__Исходный текст__

Сила искусства - [13]
Если учесть, что самое известное иллюзионистское изображение головы Медузы на щите было написано Леонардо да Винчи и принадлежало герцогам Медичи, пока не пропало где-то в конце 1580-х годов, становится ясно, что дель Монте заказал эту работу Караваджо, чтобы преподнести герцогу замену пропавшего шедевра. Двадцатишестилетний художник был, понятно, не в силах преодолеть искушение помериться силами с Леонардо и даже, может быть, превзойти его и ответил на этот вызов ошеломляюще эффектно. Его «Голова Медузы» стала не просто одним из примеров виртуозной иллюзионистской живописи, но сложным и блистательным утверждением силы художественного образа.
Взгляд действительно способен убить, убеждает нас картина. И мы верим: такому взгляду это точно под силу. Дар драматизации, присущий Караваджо, его неподражаемая способность вызывать у зрителя ужас и потрясение заставляют и нас ощутить дыхание смерти, ибо мы видим то, что видела Медуза за миг до гибели: ее собственное отражение как предупреждение о скором конце. Нам, однако, удается унять дрожь и выжить, и мы восхищаемся мастерством оптической иллюзии. Дело в том, что Караваджо написал картину на круглом выпуклом щите из тополя, но с помощью глубокой тени добился противоположного оптического эффекта: у зрителя создается впечатление, что ужасная голова Медузы высовывается из выдолбленной в дереве чаши. Лицо чудовища настолько выпукло и объемно, что, кажется, вот-вот лопнет; брови недоуменно нахмурены, так как Медуза не верит собственным глазам, которые вылезают из орбит (мы чувствуем, что и с нашими происходит то же самое, когда глядим на картину); щеки раздулись; рот с острыми, как бритва, зубами разинут (подходящий сюжет для мужских ночных кошмаров); язык высунут; на губах навечно застыл безмолвный крик.

__Строки данных__
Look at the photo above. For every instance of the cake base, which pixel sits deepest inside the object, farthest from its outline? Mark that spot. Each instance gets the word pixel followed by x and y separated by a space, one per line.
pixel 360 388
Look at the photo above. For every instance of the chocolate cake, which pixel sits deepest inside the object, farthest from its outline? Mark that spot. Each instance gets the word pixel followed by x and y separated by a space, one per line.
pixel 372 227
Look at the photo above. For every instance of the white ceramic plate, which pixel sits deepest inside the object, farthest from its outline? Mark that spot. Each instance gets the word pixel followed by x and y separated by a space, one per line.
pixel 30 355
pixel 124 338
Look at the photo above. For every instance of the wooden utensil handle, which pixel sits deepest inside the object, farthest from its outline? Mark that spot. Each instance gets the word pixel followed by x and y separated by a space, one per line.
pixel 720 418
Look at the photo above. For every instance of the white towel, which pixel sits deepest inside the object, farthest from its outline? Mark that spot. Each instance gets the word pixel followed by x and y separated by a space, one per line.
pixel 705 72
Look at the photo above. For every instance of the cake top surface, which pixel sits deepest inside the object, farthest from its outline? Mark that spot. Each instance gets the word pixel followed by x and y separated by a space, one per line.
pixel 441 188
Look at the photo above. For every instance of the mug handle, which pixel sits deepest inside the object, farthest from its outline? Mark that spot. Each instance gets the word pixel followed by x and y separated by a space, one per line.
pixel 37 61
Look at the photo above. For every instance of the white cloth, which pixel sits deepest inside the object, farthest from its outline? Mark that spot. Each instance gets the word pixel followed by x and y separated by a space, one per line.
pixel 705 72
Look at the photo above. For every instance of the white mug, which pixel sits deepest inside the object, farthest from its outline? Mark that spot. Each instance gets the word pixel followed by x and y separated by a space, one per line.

...

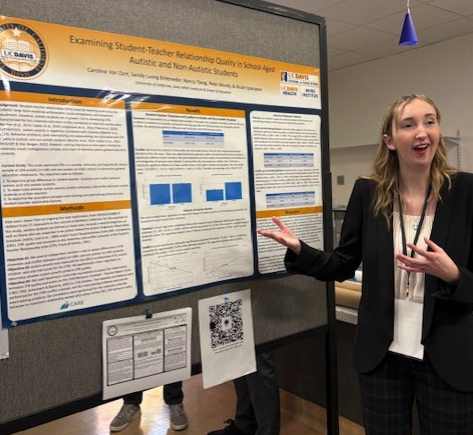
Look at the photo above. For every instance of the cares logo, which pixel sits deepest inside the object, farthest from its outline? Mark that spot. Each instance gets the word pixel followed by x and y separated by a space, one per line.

__Что сделать__
Воспроизведите дословно отрывок исходного текста, начиная со слов «Сила искусства - [13]» и до слов «силы художественного образа.» включительно.

__Итог работы__
Сила искусства - [13]
Если учесть, что самое известное иллюзионистское изображение головы Медузы на щите было написано Леонардо да Винчи и принадлежало герцогам Медичи, пока не пропало где-то в конце 1580-х годов, становится ясно, что дель Монте заказал эту работу Караваджо, чтобы преподнести герцогу замену пропавшего шедевра. Двадцатишестилетний художник был, понятно, не в силах преодолеть искушение помериться силами с Леонардо и даже, может быть, превзойти его и ответил на этот вызов ошеломляюще эффектно. Его «Голова Медузы» стала не просто одним из примеров виртуозной иллюзионистской живописи, но сложным и блистательным утверждением силы художественного образа.